Sayfa alıntısı =
● ● ●

Sendikacılıktan vekilliğe soyunanlar...
Sendika koltuklarından düzen milletvekilliğine geçiş Türkiye’de bir gelenek aslında. 1966’da Türk-İş genel başkanı olan Şevket Yılmaz, ‘69’da Adalet Partisi’nden milletvekili oldu. ‘74’te sendikacılığa, TEKSİF başkanı olarak dönüş yaptı. 12 Eylül darbesinin hemen ardından ‘82’de yeniden Türk-İş’in başkanlık koltuğuna oturdu.
Bayram Meral de basamakları çıkar gibi Yol-İş Sendikası başkanlığından, Türk-İş genel başkanlığına oradan da 2002 yılında milletvekilliğine geçti.
Hak-İş’te de işler farklı yürümüyor. ‘81-‘95 arası Hak-İş genel başkanlığı yapan Necati Çelik, Refah Partisi’nden milletvekili seçildi. Hatta Çalışma ve Sosyal Güvenlik Bakanlığı yaptı. 1995-2011 arası Hak-İş genel başkanı olan Salim Uslu da AKP’den milletvekili oldu.
Aynı gelenek DİSK’te de var. Abdullah Baştürk ‘73’te CHP’den milletvekiliyken, ‘77’de DİSK genel başkanı oldu. 87’de tekrardan milletvekili seçildi.

● ● ●

Gösterilen liste =
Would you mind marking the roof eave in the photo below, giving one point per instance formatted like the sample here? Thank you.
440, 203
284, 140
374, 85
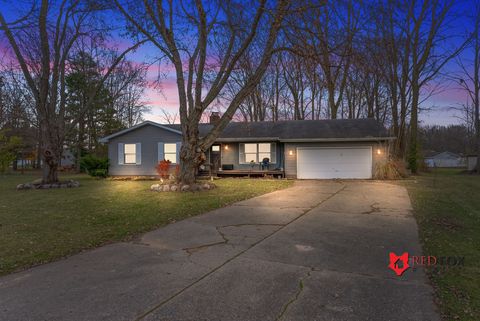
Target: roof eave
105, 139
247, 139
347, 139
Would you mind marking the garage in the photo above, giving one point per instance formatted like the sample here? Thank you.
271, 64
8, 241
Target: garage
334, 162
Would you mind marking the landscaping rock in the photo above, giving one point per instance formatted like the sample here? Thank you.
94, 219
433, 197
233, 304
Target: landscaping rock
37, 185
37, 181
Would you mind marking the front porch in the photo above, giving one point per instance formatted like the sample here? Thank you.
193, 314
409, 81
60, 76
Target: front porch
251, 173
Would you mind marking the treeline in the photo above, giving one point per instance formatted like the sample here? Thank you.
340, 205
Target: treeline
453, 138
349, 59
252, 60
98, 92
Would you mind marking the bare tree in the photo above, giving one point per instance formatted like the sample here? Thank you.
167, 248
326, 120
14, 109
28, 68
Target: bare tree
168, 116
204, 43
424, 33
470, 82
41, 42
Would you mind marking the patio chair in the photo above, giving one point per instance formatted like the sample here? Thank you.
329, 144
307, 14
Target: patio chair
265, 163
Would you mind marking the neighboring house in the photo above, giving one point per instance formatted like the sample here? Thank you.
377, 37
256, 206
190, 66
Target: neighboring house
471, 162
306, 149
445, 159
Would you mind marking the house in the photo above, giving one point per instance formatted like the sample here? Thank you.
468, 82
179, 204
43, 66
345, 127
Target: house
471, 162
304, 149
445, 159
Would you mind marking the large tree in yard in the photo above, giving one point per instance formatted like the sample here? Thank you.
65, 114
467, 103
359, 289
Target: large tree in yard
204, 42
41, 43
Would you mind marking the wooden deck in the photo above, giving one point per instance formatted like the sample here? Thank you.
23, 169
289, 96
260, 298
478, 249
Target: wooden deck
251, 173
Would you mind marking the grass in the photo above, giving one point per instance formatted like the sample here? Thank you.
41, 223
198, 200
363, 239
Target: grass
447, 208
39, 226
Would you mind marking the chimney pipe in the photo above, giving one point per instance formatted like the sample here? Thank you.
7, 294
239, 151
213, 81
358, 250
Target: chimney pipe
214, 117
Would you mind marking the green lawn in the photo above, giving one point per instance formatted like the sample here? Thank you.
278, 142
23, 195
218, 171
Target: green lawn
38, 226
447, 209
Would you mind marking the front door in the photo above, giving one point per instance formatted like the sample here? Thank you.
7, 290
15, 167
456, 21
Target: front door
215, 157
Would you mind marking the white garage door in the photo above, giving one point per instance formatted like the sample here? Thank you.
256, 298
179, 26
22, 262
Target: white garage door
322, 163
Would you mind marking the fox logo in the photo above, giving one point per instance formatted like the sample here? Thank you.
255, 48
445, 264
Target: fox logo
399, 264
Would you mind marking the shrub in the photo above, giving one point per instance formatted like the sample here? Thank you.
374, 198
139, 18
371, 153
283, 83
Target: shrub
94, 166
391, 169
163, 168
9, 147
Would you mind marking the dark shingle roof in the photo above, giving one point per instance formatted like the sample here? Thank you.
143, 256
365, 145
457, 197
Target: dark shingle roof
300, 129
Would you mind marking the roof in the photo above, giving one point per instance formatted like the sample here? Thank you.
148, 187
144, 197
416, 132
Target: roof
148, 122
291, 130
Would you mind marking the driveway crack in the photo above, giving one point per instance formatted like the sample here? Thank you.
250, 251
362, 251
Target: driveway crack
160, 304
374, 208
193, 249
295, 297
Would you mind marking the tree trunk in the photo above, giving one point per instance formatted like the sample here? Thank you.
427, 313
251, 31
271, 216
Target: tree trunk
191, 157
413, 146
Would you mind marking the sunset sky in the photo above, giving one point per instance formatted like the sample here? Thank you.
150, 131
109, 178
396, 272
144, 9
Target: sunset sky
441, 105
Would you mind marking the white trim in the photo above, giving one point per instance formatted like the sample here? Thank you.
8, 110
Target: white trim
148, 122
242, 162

● ● ●

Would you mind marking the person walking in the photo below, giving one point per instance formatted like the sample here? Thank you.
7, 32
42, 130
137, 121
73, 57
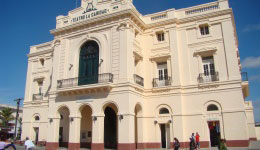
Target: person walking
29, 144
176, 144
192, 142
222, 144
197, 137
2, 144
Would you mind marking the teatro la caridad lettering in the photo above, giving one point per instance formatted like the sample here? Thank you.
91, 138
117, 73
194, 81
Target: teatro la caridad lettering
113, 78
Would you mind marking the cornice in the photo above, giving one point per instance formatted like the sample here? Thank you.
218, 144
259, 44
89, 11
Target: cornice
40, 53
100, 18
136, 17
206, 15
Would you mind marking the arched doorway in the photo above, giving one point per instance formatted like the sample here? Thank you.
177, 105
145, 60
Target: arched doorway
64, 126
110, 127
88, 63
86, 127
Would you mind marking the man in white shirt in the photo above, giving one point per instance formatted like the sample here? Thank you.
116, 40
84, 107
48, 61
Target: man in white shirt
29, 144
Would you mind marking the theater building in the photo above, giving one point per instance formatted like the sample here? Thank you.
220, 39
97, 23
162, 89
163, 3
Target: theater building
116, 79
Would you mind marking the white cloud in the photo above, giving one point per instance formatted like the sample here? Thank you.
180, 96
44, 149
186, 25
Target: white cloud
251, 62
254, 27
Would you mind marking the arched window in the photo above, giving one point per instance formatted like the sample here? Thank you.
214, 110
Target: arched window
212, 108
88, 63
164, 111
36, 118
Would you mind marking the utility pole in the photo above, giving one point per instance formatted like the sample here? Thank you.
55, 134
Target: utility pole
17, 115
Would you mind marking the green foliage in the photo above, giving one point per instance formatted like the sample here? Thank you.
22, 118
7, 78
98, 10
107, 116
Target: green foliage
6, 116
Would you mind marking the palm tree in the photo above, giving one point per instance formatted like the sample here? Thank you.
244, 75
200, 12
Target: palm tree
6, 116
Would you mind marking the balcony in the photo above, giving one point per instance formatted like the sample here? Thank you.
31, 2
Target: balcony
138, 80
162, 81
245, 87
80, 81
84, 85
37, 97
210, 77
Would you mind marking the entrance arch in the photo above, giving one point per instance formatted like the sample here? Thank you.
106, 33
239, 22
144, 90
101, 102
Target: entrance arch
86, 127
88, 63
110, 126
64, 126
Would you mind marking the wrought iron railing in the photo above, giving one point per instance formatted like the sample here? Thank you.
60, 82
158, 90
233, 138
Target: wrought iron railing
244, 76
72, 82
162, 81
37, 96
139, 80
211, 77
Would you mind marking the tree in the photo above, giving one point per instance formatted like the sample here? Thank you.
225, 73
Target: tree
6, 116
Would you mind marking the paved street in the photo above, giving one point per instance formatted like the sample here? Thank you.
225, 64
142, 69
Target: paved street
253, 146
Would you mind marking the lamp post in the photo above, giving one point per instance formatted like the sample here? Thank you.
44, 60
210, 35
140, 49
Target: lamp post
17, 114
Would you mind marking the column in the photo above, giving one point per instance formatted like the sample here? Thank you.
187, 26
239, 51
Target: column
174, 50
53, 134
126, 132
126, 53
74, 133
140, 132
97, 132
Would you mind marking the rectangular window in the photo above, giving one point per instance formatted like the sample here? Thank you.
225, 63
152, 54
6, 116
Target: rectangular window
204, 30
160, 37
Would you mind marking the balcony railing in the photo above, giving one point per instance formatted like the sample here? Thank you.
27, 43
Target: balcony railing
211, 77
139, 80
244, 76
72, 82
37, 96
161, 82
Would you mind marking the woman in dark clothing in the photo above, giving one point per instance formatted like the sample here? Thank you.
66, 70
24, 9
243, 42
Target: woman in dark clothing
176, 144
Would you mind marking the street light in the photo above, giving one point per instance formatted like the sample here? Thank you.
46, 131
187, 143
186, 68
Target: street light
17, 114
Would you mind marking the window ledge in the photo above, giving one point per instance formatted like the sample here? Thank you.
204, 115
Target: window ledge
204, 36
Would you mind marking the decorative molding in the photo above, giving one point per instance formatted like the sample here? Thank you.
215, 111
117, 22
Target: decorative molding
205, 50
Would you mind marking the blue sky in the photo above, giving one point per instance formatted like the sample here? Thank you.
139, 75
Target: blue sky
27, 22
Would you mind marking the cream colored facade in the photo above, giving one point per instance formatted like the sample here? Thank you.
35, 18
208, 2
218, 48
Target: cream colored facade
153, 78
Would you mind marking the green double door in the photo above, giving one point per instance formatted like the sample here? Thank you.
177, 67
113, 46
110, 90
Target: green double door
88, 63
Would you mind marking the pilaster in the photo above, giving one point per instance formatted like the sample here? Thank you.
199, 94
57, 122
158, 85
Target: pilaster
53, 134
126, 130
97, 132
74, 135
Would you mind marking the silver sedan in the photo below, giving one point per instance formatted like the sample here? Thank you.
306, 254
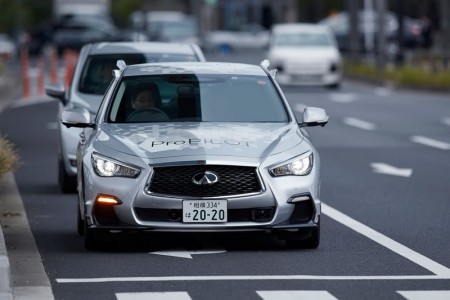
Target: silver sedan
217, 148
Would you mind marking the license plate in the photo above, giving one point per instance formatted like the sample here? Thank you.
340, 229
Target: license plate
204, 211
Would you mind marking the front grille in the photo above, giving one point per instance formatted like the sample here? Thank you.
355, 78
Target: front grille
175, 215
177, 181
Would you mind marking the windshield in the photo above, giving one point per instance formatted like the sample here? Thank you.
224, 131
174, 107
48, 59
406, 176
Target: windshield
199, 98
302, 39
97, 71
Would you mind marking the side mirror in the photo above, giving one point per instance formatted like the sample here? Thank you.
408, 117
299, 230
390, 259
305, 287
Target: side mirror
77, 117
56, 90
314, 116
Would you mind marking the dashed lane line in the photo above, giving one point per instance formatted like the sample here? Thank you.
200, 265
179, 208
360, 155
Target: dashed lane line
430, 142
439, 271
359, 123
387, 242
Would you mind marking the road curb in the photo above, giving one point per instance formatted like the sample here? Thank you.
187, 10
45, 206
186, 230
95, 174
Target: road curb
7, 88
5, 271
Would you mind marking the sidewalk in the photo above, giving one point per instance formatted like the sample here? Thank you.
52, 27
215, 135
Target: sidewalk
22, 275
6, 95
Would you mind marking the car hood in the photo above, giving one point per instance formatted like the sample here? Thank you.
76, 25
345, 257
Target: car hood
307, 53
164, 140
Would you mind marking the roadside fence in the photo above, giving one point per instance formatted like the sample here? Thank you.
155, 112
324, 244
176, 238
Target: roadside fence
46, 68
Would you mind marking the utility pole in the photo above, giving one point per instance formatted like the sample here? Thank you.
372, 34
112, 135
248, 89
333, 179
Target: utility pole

● ● ●

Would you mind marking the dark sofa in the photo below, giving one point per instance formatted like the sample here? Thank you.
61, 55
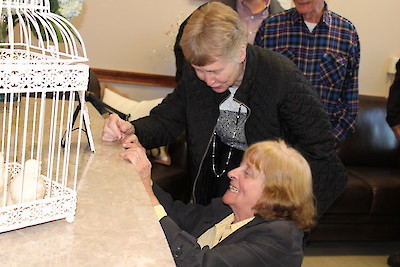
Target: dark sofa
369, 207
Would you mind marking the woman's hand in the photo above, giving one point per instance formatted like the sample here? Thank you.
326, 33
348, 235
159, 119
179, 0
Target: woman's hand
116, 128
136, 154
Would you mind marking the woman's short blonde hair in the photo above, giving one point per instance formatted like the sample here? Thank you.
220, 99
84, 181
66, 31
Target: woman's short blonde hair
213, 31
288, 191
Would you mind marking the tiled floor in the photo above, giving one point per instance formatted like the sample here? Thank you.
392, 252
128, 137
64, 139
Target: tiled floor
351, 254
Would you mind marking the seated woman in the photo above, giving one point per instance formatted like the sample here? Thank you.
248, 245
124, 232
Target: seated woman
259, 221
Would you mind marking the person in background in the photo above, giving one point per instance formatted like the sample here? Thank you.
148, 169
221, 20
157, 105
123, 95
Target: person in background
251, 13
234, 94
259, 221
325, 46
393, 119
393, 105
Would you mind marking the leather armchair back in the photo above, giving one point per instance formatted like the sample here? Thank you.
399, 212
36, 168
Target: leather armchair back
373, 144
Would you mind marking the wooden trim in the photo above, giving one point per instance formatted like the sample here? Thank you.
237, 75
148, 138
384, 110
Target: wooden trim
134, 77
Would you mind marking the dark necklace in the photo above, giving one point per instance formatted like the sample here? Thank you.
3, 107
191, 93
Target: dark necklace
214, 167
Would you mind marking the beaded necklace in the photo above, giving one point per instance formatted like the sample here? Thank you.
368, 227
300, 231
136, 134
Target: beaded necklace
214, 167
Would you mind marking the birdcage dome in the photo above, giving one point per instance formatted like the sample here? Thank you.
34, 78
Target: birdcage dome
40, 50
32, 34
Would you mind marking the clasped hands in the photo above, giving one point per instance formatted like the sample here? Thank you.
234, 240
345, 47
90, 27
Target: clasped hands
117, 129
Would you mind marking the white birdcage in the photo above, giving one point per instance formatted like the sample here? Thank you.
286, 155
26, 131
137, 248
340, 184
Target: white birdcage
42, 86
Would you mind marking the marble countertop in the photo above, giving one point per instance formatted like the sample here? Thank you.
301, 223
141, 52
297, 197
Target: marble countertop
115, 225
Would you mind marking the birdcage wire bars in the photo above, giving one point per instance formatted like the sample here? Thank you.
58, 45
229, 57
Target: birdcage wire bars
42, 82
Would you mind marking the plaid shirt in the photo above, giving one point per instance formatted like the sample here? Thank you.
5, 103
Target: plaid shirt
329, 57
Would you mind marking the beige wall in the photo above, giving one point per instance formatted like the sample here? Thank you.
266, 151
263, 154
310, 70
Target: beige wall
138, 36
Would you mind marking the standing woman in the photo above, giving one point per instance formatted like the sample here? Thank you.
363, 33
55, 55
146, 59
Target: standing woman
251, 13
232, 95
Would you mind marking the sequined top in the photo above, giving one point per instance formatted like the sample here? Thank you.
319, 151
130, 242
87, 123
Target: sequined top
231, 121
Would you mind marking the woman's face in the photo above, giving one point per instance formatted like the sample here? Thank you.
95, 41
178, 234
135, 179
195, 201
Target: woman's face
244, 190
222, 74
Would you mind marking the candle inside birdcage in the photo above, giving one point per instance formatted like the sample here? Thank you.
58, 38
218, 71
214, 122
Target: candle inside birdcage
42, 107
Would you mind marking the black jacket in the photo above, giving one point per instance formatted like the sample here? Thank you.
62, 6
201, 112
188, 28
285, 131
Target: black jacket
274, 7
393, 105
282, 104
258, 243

● ● ●

Görev = Sayfa alıntısı, aynı geleneğin DİSK'te de bulunduğunu hangi örneğe dayandırıyor? Bir ile üç cümle arasında açıklayın.

Yanıt = Sayfa alıntısı bunu Abdullah Baştürk örneğine dayandırıyor. Baştürk, CHP'den milletvekiliyken DİSK genel başkanı olmuş, daha sonra yeniden milletvekili seçilmiştir. Sendika yönetimi ile milletvekilliği arasındaki bu geçiş, diğer konfederasyonlarda anlatılan geleneğin DİSK'te de sürdüğünü gösteriyor.